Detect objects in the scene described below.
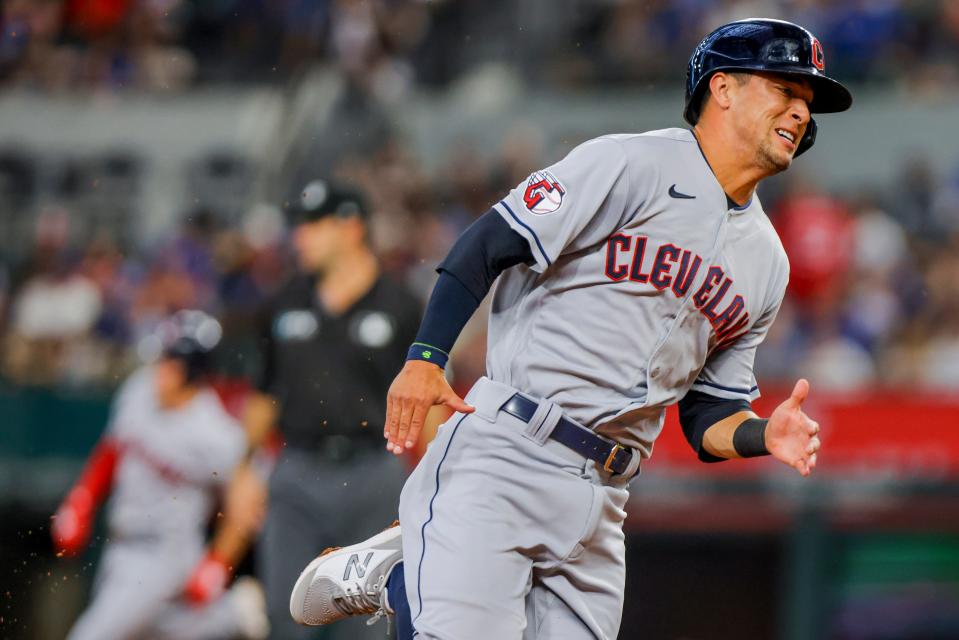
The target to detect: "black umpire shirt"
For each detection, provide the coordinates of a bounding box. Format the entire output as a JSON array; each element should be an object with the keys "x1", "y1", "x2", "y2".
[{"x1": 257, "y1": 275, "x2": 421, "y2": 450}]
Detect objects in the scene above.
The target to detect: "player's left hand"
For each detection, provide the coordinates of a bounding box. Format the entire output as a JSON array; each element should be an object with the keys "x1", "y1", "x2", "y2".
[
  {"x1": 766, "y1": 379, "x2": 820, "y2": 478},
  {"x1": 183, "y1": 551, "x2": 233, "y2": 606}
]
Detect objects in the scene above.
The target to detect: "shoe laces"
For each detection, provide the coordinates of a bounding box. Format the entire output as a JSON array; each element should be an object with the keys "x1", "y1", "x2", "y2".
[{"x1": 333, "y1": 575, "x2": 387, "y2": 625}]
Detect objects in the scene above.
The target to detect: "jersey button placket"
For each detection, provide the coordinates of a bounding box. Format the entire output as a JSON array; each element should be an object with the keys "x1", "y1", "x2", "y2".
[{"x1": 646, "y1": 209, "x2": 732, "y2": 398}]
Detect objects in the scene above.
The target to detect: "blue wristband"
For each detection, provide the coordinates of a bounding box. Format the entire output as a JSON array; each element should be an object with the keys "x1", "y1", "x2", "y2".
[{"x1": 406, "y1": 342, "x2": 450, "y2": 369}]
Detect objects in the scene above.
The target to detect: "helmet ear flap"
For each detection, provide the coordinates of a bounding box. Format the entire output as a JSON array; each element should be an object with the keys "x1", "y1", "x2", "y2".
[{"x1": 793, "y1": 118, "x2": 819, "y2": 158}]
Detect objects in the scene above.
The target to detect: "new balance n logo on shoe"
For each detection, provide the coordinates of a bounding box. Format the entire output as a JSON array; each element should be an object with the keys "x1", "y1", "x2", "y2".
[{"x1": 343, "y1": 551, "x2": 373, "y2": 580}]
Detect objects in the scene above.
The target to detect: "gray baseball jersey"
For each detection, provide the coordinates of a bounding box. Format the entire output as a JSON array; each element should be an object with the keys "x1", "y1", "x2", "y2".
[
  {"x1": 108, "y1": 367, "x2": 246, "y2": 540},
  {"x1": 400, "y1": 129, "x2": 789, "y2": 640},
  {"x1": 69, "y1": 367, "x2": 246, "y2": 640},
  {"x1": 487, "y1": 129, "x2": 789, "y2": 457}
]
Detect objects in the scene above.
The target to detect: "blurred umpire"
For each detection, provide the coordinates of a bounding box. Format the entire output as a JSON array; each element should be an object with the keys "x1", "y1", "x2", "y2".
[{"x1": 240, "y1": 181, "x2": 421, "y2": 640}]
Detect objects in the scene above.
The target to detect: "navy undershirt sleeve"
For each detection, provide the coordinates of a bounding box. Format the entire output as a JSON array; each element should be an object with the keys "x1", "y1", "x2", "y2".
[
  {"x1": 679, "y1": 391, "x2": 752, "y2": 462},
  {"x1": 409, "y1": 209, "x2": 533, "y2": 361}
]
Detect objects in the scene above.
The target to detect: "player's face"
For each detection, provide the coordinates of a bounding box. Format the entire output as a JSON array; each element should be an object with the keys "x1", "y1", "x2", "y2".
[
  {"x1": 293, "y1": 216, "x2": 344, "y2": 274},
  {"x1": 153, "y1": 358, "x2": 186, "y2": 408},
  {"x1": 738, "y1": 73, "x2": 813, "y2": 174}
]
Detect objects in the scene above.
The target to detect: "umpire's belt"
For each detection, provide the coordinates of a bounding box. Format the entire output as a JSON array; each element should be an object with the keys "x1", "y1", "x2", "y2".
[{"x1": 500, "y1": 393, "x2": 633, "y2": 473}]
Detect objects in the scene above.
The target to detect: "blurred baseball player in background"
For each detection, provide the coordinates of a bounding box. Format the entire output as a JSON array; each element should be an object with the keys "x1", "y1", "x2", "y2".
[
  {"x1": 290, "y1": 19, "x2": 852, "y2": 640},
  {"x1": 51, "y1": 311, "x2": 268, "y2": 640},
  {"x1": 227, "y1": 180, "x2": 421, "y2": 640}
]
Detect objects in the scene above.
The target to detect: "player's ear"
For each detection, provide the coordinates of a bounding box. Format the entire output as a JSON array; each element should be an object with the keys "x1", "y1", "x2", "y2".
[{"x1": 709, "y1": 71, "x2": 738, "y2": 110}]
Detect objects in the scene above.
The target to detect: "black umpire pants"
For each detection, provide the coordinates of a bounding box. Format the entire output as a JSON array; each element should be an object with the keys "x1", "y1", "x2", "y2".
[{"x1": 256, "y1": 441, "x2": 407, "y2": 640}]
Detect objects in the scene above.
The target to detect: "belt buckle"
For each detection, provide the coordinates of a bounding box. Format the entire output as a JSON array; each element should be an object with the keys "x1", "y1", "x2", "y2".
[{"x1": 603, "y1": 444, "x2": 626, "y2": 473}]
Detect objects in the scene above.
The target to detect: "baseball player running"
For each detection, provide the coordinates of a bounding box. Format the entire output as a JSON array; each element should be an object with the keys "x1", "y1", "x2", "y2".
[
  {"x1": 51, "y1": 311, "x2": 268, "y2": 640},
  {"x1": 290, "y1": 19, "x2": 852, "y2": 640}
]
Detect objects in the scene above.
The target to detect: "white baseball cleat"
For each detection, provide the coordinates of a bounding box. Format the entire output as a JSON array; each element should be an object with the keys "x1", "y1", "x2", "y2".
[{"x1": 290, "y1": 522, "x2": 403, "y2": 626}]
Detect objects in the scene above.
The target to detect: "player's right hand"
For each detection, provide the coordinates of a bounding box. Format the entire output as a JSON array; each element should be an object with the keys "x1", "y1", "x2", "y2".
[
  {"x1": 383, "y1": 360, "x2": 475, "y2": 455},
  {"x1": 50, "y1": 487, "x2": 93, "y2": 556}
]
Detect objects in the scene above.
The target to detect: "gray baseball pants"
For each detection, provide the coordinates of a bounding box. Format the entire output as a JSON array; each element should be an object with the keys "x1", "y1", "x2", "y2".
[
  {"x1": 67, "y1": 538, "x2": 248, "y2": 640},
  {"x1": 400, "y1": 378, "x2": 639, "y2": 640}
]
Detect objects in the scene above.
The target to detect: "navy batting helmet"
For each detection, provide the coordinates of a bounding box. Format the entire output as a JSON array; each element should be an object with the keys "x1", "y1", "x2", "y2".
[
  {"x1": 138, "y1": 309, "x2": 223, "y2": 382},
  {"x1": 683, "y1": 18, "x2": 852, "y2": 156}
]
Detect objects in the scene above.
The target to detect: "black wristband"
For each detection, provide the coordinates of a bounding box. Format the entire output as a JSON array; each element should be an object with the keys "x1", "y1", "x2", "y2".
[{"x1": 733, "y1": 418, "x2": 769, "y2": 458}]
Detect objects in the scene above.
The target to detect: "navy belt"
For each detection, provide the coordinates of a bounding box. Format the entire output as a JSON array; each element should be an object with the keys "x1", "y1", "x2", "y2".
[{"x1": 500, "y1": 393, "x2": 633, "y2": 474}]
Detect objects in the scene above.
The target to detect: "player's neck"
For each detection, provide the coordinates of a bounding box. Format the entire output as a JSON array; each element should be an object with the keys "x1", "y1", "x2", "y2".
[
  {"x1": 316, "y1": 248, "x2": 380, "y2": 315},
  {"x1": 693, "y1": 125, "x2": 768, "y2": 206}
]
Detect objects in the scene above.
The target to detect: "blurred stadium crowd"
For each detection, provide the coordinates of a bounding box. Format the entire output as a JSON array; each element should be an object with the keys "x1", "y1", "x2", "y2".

^^^^^^^^

WHAT THE TASK REQUIRES – How many lines in the data above contain the string "shoe"? Reply with the number only.

REPLY TO THE TASK – 2